Collect every line of the listing below that contains the string "excavator", and copy each one unchanged.
--- Start DATA TO PROCESS ---
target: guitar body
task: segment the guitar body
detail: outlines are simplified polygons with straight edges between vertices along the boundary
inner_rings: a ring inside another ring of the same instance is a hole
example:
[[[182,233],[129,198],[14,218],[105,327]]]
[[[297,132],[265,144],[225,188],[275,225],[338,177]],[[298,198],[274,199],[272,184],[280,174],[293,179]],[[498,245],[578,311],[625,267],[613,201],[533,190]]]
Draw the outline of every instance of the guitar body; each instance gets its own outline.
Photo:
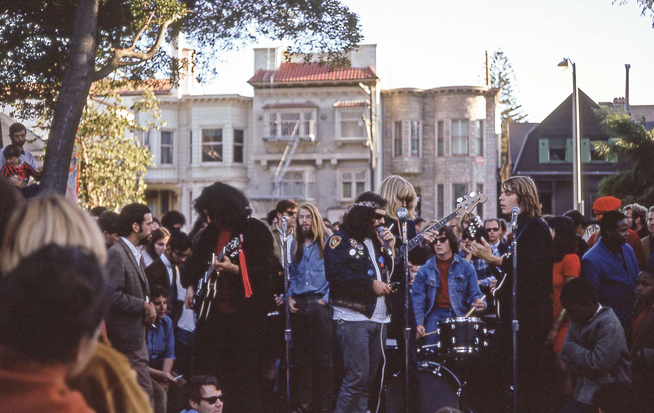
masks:
[[[238,256],[243,236],[237,235],[230,240],[218,256],[211,254],[211,262],[209,263],[209,268],[198,282],[196,293],[193,295],[193,310],[196,314],[196,323],[206,320],[211,309],[211,303],[216,298],[218,292],[216,286],[220,273],[213,268],[214,257],[220,261],[226,255],[232,259]]]

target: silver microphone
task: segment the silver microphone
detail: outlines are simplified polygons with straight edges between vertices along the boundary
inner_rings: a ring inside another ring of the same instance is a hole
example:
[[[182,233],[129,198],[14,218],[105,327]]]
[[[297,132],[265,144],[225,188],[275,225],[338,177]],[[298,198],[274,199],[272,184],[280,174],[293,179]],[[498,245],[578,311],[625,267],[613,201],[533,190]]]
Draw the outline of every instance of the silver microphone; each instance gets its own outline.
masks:
[[[381,239],[381,240],[384,241],[384,245],[386,246],[386,250],[390,253],[390,248],[388,248],[388,243],[386,242],[385,239],[384,239],[384,227],[382,227],[381,225],[377,227],[377,232],[379,233],[379,238]]]
[[[402,206],[398,208],[398,220],[404,222],[409,219],[409,211],[406,208]]]
[[[515,222],[518,219],[518,214],[519,213],[520,208],[517,206],[513,206],[511,210],[511,220]]]

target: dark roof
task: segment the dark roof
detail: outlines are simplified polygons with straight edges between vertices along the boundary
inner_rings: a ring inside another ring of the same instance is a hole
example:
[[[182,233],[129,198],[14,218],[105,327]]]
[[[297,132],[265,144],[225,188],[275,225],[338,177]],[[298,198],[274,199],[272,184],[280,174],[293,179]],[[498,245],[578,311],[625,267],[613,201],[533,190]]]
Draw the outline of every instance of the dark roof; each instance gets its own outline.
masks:
[[[320,82],[326,80],[364,80],[376,79],[377,74],[370,66],[332,70],[330,65],[282,63],[277,70],[257,71],[248,83],[273,82]]]
[[[515,160],[518,159],[518,154],[520,153],[520,148],[525,142],[525,138],[534,126],[540,124],[528,124],[511,122],[509,124],[509,137],[511,139],[511,165],[515,164]]]

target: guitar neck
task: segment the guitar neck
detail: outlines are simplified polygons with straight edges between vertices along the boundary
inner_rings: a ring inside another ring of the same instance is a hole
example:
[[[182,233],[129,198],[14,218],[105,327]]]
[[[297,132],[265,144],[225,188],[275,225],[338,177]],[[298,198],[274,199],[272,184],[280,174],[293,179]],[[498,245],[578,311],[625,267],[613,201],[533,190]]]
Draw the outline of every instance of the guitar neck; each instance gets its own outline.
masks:
[[[422,233],[426,233],[428,231],[432,231],[432,230],[434,230],[434,231],[438,231],[439,229],[440,229],[443,227],[444,227],[446,225],[447,225],[448,222],[449,222],[450,221],[451,221],[453,219],[456,218],[457,216],[458,216],[458,212],[457,212],[456,211],[455,211],[455,212],[452,212],[451,214],[450,214],[449,215],[448,215],[447,216],[446,216],[445,218],[444,218],[442,220],[441,220],[440,221],[439,221],[438,222],[434,223],[432,226],[427,227],[426,229],[425,229],[422,232],[421,232],[419,234],[418,234],[418,235],[417,235],[415,238],[413,238],[411,240],[409,240],[409,241],[407,241],[407,244],[406,244],[406,248],[409,248],[408,250],[411,251],[411,250],[413,250],[415,247],[417,247],[419,245],[420,245],[421,242],[422,242],[422,240],[424,239],[422,238]],[[405,246],[403,245],[400,248],[400,252],[402,252],[402,254],[404,254],[404,248],[405,248]]]

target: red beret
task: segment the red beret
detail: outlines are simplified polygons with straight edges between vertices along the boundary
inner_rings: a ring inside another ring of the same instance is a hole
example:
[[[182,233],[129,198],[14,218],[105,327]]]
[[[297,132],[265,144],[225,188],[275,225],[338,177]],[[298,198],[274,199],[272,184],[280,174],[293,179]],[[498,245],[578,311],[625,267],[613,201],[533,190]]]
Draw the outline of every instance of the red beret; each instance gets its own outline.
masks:
[[[609,211],[614,211],[620,208],[622,203],[617,198],[613,197],[602,197],[598,198],[593,204],[593,210],[597,214],[606,214]]]

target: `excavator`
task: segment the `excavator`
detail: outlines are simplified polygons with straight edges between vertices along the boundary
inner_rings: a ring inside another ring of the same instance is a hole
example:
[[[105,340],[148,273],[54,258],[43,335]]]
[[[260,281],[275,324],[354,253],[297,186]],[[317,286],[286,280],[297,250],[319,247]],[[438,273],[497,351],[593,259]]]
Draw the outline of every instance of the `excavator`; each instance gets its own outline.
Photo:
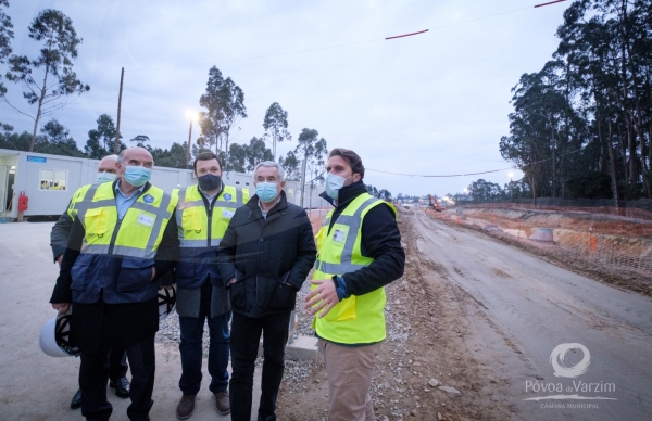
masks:
[[[435,212],[446,210],[444,206],[439,206],[439,202],[437,202],[437,199],[435,199],[435,196],[432,194],[428,194],[428,199],[430,201],[430,203],[428,205],[431,206],[435,209]]]

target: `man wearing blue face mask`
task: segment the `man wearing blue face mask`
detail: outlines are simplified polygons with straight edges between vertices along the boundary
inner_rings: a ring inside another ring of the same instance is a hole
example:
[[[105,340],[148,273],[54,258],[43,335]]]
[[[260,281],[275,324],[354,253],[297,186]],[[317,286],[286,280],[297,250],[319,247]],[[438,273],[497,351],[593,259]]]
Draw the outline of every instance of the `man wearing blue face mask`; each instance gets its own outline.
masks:
[[[82,414],[109,420],[109,357],[127,350],[131,371],[129,420],[149,420],[159,330],[159,284],[177,260],[177,196],[149,183],[152,155],[121,152],[113,183],[92,184],[75,202],[75,221],[52,292],[52,308],[67,314],[82,354]]]
[[[115,163],[117,162],[117,155],[104,156],[98,164],[98,173],[96,176],[97,183],[113,182],[117,177],[117,170],[115,169]],[[61,265],[63,253],[67,245],[68,237],[71,235],[71,229],[73,228],[73,221],[75,220],[75,206],[76,203],[82,202],[90,184],[79,188],[73,194],[73,199],[68,204],[68,208],[65,209],[63,215],[59,218],[57,224],[52,227],[50,232],[50,246],[52,247],[52,255],[54,261]],[[109,379],[110,386],[115,388],[115,394],[118,397],[129,397],[129,381],[127,380],[127,353],[124,348],[115,348],[111,352],[109,359]],[[77,409],[82,407],[82,390],[77,390],[73,399],[71,400],[71,409]]]
[[[305,210],[286,199],[283,168],[267,161],[253,174],[256,194],[236,210],[220,244],[217,261],[222,278],[228,280],[234,312],[231,420],[250,420],[262,333],[265,361],[258,420],[275,421],[290,314],[297,291],[315,261],[316,248]]]
[[[195,163],[197,184],[179,189],[176,220],[179,235],[179,260],[175,267],[177,284],[176,311],[179,315],[181,341],[183,396],[176,409],[179,420],[195,411],[195,399],[201,387],[202,337],[209,324],[209,390],[220,414],[230,411],[228,366],[230,303],[215,256],[220,241],[236,209],[249,200],[247,189],[225,186],[222,166],[213,152],[202,152]]]
[[[328,374],[329,421],[373,421],[369,386],[385,340],[385,285],[403,275],[405,252],[397,210],[367,193],[360,156],[337,148],[328,156],[330,210],[317,233],[317,263],[304,308]]]

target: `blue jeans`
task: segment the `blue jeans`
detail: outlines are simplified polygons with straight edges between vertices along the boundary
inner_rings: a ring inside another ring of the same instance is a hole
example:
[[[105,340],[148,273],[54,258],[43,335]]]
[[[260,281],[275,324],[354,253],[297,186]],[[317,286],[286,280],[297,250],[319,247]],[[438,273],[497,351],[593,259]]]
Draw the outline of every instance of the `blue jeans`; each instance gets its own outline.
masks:
[[[253,370],[261,333],[263,334],[263,378],[258,419],[276,420],[276,398],[285,369],[285,346],[288,342],[290,311],[251,318],[234,312],[231,324],[231,368],[234,369],[229,400],[233,421],[249,421],[253,390]]]
[[[212,393],[226,391],[228,386],[228,355],[230,348],[230,335],[228,321],[230,312],[211,318],[211,293],[212,286],[206,282],[201,286],[201,303],[199,317],[180,317],[179,328],[181,331],[181,378],[179,388],[184,395],[197,395],[201,387],[201,358],[202,336],[204,320],[209,321],[209,373]]]

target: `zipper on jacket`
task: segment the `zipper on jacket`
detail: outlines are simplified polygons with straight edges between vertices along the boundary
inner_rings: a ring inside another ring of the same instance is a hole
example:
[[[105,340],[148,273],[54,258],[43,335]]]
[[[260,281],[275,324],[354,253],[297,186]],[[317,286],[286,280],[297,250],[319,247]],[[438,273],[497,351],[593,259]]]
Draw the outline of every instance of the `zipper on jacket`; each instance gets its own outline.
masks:
[[[216,199],[216,197],[215,197]],[[209,232],[206,238],[206,247],[211,247],[211,228],[213,227],[213,204],[209,203]]]

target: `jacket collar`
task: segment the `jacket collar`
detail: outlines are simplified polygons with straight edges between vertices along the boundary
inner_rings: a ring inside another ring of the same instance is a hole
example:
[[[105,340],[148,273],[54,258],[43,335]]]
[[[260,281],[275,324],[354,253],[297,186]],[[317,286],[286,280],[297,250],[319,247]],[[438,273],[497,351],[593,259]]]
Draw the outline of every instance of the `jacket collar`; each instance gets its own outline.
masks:
[[[337,201],[337,204],[335,203],[335,200],[333,200],[328,194],[326,194],[326,192],[323,192],[322,194],[319,194],[319,197],[324,199],[326,202],[330,203],[335,207],[340,207],[340,206],[346,206],[353,199],[355,199],[359,195],[361,195],[362,193],[366,193],[366,192],[367,192],[367,190],[366,190],[366,187],[364,186],[364,182],[362,182],[362,180],[360,180],[360,181],[355,181],[352,184],[342,187],[340,189],[339,199]]]

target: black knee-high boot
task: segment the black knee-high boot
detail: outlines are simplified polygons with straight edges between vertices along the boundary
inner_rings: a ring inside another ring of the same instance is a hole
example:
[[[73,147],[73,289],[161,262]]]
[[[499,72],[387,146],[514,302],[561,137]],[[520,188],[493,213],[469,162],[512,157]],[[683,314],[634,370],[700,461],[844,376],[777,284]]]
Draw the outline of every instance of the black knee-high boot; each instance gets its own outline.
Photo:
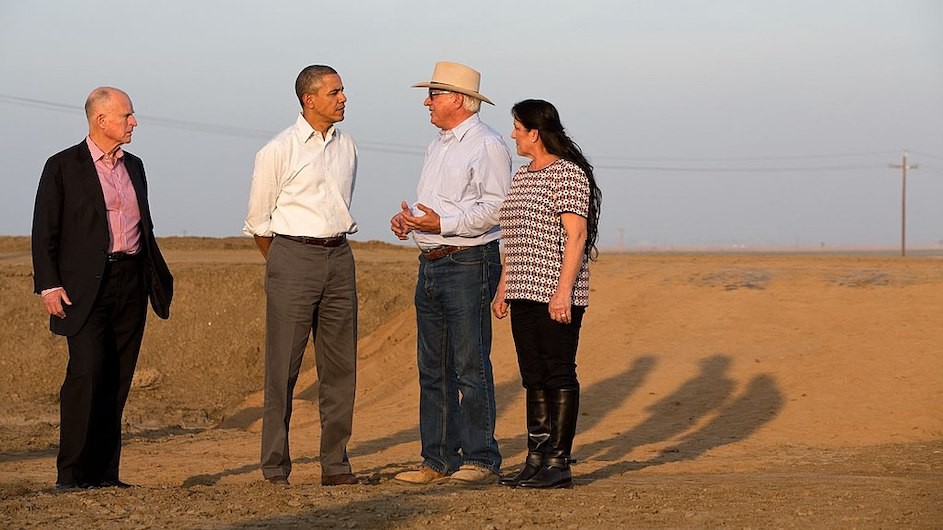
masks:
[[[536,475],[518,483],[521,488],[568,488],[573,485],[570,453],[580,409],[579,388],[547,391],[550,402],[550,443],[543,466]]]
[[[512,488],[540,471],[550,441],[550,404],[547,402],[547,391],[528,389],[525,406],[527,409],[527,460],[524,461],[524,468],[518,474],[501,477],[498,481]]]

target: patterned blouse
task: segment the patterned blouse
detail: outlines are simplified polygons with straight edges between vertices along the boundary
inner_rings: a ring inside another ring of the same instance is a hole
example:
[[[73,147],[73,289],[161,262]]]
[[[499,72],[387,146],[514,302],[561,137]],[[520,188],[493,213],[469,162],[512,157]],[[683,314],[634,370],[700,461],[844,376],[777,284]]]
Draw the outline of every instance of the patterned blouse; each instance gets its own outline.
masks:
[[[589,193],[586,173],[569,160],[559,159],[538,171],[529,171],[527,165],[517,170],[501,207],[506,300],[550,302],[566,248],[560,214],[588,217]],[[573,287],[573,305],[589,305],[585,254]]]

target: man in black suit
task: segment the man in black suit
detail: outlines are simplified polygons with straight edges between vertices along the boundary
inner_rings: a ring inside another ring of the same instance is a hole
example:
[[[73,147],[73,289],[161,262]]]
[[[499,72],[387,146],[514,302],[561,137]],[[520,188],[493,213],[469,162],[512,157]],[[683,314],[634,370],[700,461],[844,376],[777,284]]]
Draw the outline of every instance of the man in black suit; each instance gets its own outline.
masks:
[[[96,88],[88,137],[46,161],[33,210],[33,281],[49,329],[67,337],[56,489],[128,487],[118,477],[121,416],[147,301],[170,315],[173,276],[157,241],[127,94]]]

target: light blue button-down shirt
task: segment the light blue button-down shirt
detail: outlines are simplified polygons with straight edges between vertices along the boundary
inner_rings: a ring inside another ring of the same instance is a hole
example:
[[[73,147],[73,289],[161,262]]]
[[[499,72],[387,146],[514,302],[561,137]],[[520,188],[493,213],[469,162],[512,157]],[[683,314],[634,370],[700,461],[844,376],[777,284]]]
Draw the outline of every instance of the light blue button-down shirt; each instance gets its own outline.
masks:
[[[440,217],[438,234],[414,231],[423,249],[478,246],[501,238],[498,212],[511,187],[511,154],[501,135],[478,114],[441,131],[426,149],[418,202]],[[423,212],[412,208],[413,215]]]

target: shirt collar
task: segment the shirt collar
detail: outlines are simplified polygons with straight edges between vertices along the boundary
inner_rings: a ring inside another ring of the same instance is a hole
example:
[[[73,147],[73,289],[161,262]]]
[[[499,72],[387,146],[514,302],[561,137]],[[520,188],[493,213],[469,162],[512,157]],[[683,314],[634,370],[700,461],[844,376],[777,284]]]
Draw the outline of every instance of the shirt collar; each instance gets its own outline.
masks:
[[[327,143],[331,141],[332,138],[334,138],[334,135],[337,132],[334,126],[331,125],[331,128],[327,130],[327,135],[322,137],[321,133],[315,131],[314,127],[308,123],[308,120],[306,120],[301,113],[298,114],[298,119],[295,120],[295,129],[298,131],[298,139],[301,140],[301,143],[306,143],[313,137],[317,137],[318,141],[322,143]]]
[[[93,162],[98,162],[99,160],[102,159],[102,157],[105,156],[105,152],[102,151],[101,148],[98,147],[98,145],[92,141],[92,138],[90,136],[85,137],[85,145],[88,146],[88,152],[92,154]],[[115,160],[118,160],[123,156],[124,156],[124,151],[121,150],[121,146],[118,146],[118,148],[115,149]]]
--- End DATA TO PROCESS ---
**COMPLETED TASK:**
target: `excavator`
task: segment the `excavator`
Draw the outline of every instance of the `excavator`; each instance gets its own outline.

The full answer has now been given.